2.1 É permitida a atuação do município na guarda e fiscalização do trânsito, por configurar serviço de interesse local, conforme disposição do artigo 30, V, da Constituição Federal, desde que integre o Sistema Nacional de Trânsito, em observância aos artigos 21, 24 e 25 do Código de Trânsito Brasileiro.

2.2 Compete aos órgãos e entidades executivos de trânsito dos Municípios, no âmbito de sua circunscrição, executar a fiscalização de trânsito, autuar e aplicar as medidas administrativas cabíveis, por infrações de circulação, estacionamento e parada previstas no Código de Trânsito Brasileiro, conforme o disposto em seu artigo 24, II e IV, no exercício regular do Poder de Polícia de Trânsito.

2.3 O Município poderá celebrar convênios com os órgãos e entidades que compõem o Sistema Nacional de Trânsito, especialmente com a Polícia Militar, haja vista o disposto no artigo 23 do Código de Trânsito Brasileiro, de modo a perfectibilizar a ação conjunta ou isolada em determinadas ações, maximizando, assim, os recursos humanos e materiais empreendidos no cumprimento desse serviço público.

2.4 Enquanto o município não se organizar de modo a integrar o Sistema Nacional de Trânsito, a guarda e a fiscalização do trânsito continuam a ser funções da Polícia Militar.

2.5 Por se tratar a atividade de policiamento de trânsito expressão do poder de polícia, o seu exercício deve se efetivar por meio de órgão vinculado à administração direta, com o desempenho por servidor aprovado em concurso público, investido por ato de autoridade competente em cargo com atribuições inerentes à fiscalização do trânsito.

3. Revogar o prejulgado 1958, derivado da Decisão n. 1781/2008, em resposta à consulta formulada pelo Instituto de Planejamento Urbano de Florianópolis – IPUF.

■ SOLICITAÇÃO A
Segundo o documento sobre fiscalização de trânsito municipal, a quem continuam cabendo a guarda e a fiscalização do trânsito enquanto o município não integrar o Sistema Nacional de Trânsito?
■ SOLICITAÇÃO B
Transcreva fielmente os registros, começando pela linha que contém "Where can the white fireplace" e terminando no fim dos registros, ambas as extremidades incluídas. Omita as imagens na resposta.
O documento e os registros provêm de fontes distintas.

[Registros de um conjunto de dados]

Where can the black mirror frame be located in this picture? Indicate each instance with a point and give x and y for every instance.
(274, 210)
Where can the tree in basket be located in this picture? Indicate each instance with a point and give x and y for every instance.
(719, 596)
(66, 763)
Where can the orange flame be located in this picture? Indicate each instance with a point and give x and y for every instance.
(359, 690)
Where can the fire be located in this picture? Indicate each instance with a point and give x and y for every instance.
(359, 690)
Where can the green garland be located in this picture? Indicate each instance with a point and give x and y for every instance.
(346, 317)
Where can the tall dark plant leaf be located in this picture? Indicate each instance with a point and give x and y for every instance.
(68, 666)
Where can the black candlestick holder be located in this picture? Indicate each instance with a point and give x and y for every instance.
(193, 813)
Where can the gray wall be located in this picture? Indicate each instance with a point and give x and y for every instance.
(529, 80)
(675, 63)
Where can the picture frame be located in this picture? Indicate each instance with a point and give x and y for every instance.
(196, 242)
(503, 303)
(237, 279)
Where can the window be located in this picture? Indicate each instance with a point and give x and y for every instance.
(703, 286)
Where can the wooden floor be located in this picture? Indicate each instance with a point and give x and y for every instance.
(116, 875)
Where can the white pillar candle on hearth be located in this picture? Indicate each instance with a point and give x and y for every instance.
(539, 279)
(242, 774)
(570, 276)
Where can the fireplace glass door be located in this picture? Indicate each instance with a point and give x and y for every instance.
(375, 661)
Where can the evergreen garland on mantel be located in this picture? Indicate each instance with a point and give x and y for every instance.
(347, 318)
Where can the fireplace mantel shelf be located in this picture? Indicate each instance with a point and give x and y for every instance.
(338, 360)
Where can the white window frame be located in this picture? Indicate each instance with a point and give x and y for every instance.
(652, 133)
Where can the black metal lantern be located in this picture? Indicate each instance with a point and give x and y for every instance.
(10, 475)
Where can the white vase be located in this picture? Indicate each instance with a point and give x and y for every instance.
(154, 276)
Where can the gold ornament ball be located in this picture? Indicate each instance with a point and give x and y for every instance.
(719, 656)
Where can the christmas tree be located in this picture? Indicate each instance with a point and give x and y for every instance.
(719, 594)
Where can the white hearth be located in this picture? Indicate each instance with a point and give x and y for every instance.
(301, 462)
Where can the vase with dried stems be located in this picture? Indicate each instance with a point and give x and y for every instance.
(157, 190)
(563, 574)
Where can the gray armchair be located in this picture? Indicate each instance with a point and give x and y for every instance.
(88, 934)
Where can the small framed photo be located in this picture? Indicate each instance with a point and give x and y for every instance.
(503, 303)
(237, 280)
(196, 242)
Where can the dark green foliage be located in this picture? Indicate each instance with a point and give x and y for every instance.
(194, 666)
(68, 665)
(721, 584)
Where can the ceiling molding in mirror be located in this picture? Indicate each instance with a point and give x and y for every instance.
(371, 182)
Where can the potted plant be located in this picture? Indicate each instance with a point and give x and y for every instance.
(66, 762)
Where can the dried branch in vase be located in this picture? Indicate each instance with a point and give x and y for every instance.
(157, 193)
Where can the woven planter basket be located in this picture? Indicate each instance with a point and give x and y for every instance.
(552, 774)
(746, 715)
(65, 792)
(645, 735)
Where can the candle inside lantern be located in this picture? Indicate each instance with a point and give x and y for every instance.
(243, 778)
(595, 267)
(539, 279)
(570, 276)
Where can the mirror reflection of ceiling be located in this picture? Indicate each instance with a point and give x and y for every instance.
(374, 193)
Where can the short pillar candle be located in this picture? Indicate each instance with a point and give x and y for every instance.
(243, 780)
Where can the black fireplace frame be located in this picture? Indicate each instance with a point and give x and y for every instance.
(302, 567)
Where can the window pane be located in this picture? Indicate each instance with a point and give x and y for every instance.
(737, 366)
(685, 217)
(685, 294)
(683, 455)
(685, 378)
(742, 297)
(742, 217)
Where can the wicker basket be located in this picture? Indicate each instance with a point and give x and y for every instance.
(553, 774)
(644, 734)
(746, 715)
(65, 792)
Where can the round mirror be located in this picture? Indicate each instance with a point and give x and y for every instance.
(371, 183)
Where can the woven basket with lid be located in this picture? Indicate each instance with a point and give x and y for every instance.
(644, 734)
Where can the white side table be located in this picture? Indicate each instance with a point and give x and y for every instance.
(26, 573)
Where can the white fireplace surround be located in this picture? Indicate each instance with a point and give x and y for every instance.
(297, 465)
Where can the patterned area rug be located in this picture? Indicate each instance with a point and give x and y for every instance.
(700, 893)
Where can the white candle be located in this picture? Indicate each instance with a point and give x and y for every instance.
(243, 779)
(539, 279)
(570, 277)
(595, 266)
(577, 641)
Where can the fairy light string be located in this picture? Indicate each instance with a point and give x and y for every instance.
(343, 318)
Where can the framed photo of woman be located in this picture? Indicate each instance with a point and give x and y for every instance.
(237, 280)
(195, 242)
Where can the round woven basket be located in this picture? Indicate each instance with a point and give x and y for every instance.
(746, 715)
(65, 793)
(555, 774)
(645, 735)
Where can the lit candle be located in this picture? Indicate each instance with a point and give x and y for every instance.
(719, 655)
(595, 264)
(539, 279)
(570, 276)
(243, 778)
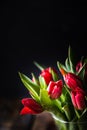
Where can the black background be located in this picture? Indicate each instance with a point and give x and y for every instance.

■ RESOLUÇÃO COMPLETA A
À Polícia Militar.

■ RESOLUÇÃO COMPLETA B
Where can the white fireplace surround be located in this picture? Indicate each instance with a point and give x and y for every instance.
(297, 465)
Where can the patterned area rug be located in this picture? Indicate each instance with a point and give x and y for every instance.
(700, 893)
Where can the white candle be located in this picture? Indicate each instance with a point and give x and y for every instance.
(243, 779)
(539, 279)
(570, 277)
(595, 266)
(577, 641)
Where can the fairy light string be located in this picture? Indicate each instance with a point and give x and y for every instance.
(343, 318)
Where can the framed photo of woman be located in this picture? Indicate each instance with a point and give x and y for every instance.
(237, 280)
(195, 242)
Where can the round woven basket be located in this picture? Indicate each instance with a point and give x and y for every instance.
(746, 715)
(65, 793)
(555, 774)
(645, 735)
Where can the lit candle be located in this picture? Indicate each instance with a point and give x and y for every instance.
(719, 655)
(595, 264)
(539, 279)
(570, 276)
(243, 778)
Where can the black background be located in this picture? Indicate each instance with a point and give x and y for every instance.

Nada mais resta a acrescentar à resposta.